TASK DIRECTIONS: Edit the records by changing every "banquet" to "reception" and keep everything else the same. Leave the pictures out of your answer.

★ ★ ★ ★ ★ ★ ★

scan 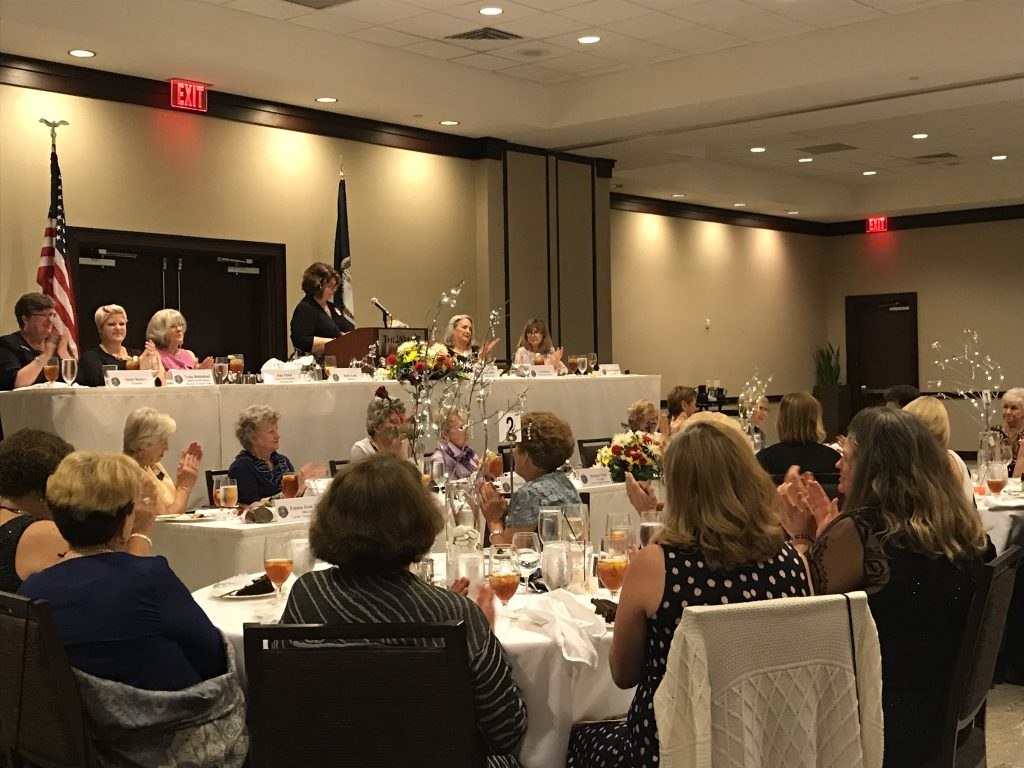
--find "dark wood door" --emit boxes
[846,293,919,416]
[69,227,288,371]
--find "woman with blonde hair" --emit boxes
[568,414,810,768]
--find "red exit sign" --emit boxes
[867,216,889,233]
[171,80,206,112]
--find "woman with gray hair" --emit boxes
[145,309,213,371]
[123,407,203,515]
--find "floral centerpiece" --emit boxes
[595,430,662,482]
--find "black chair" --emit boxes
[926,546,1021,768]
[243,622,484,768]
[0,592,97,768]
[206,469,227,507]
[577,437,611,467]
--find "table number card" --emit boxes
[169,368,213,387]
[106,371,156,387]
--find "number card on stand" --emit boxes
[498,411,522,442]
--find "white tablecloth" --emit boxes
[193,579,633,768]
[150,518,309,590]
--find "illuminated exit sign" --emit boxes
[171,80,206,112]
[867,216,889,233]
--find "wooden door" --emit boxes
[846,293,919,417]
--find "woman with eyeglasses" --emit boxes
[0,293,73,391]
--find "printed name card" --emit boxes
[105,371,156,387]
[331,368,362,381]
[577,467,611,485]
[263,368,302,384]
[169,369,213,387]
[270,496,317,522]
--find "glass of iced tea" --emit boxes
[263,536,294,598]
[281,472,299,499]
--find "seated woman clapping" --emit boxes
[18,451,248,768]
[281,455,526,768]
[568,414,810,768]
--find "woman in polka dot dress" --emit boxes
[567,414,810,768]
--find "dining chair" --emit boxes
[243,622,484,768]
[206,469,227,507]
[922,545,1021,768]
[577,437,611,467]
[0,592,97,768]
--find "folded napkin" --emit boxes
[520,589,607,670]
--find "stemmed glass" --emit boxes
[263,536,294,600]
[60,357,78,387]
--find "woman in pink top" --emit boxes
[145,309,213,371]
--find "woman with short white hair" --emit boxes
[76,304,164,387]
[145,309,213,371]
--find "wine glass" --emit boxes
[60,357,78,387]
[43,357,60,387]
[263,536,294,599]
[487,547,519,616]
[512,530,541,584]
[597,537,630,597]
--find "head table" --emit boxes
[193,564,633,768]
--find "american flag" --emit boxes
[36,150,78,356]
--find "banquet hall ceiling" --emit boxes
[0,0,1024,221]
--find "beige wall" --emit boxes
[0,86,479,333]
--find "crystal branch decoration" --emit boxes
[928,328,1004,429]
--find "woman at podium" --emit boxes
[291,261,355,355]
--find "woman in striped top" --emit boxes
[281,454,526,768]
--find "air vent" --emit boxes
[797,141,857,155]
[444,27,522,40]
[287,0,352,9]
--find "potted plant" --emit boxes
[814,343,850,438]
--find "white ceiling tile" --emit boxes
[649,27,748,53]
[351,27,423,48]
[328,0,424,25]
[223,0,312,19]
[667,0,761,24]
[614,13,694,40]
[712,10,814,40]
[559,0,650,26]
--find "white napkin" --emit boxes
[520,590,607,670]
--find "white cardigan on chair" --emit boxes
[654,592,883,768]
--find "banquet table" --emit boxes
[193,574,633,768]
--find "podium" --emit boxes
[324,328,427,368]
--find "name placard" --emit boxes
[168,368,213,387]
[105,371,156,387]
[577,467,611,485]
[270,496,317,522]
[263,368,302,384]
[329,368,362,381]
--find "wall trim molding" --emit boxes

★ ★ ★ ★ ★ ★ ★

EXPECTED ANSWER:
scan 
--find "dark wood door" --emit boxes
[846,293,919,416]
[69,227,288,371]
--find "woman with blonde hair" --emit boxes
[568,414,810,768]
--find "red exit sign" --emit boxes
[867,216,889,233]
[171,80,206,112]
--find "woman with gray hair" --emit boxes
[145,309,213,371]
[123,407,203,515]
--find "floral centerpiece" --emit boxes
[595,430,662,482]
--find "black chair" --emit boxes
[926,546,1021,768]
[243,622,484,768]
[0,592,97,768]
[206,469,227,507]
[577,437,611,467]
--find "table number card" --emit boxes
[169,368,213,387]
[106,371,156,387]
--find "number card on stand" --emit boxes
[498,411,522,442]
--find "white tablecloth" --emit boxes
[193,579,633,768]
[150,518,309,590]
--find "illuminated exit sign" --emit boxes
[171,80,206,112]
[867,216,889,233]
--find "wooden door" --emit boxes
[846,293,919,417]
--find "woman with eyeglasses" --emit boxes
[0,293,73,391]
--find "printed name card" --emit boxes
[105,371,156,387]
[331,368,362,381]
[577,467,611,485]
[263,368,302,384]
[169,369,213,387]
[270,496,317,522]
--find "glass of iced tea" --emit boxes
[263,536,294,598]
[281,472,299,499]
--find "seated woman clapping" --emit boxes
[18,451,248,768]
[281,455,526,768]
[568,414,810,768]
--find "woman in polka dot dress" --emit boxes
[567,414,810,768]
--find "dining chair" --emit boxes
[243,622,484,768]
[206,469,227,507]
[922,545,1021,768]
[577,437,611,467]
[0,592,97,768]
--find "folded napkin" --emit boxes
[520,589,607,670]
--find "stemmed glass" --emit boxes
[263,536,294,600]
[60,357,78,387]
--find "woman in pink top" --emit boxes
[145,309,213,371]
--find "woman with short white hair" --emit boxes
[76,304,164,387]
[145,309,213,371]
--find "wine glass" --emit boxes
[60,357,78,387]
[43,357,60,387]
[263,536,294,599]
[487,547,519,616]
[512,530,541,584]
[597,537,630,597]
--find "head table" --emit boxes
[193,564,633,768]
--find "american flag" --emit boxes
[36,150,78,356]
--find "reception hall ceiling" --emit boxes
[0,0,1024,221]
--find "beige wall" --emit boxes
[0,86,479,333]
--find "crystal branch decoration" --emit boxes
[928,328,1004,429]
--find "woman at podium" --emit boxes
[291,261,355,355]
--find "woman in striped top" --emit boxes
[281,454,526,768]
--find "air vent" --emit boxes
[797,141,857,155]
[444,27,522,40]
[287,0,352,9]
--find "potted plant" --emit boxes
[814,343,850,438]
--find "white ceiling tile" --emit boxes
[649,27,748,53]
[351,27,423,48]
[328,0,424,25]
[223,0,312,19]
[667,0,761,24]
[614,13,694,40]
[712,10,814,40]
[559,0,650,26]
--find "white napkin" --emit boxes
[520,590,607,670]
--find "white cardigan on chair" --emit boxes
[654,592,883,768]
--find "reception table" --emit boxes
[193,574,633,768]
--find "podium" --emit boxes
[324,328,427,368]
--find "name placard" --emit boxes
[168,368,213,387]
[105,371,156,387]
[577,467,611,485]
[270,496,317,522]
[263,368,302,384]
[329,368,362,381]
--find "wall trim molding" --emit boxes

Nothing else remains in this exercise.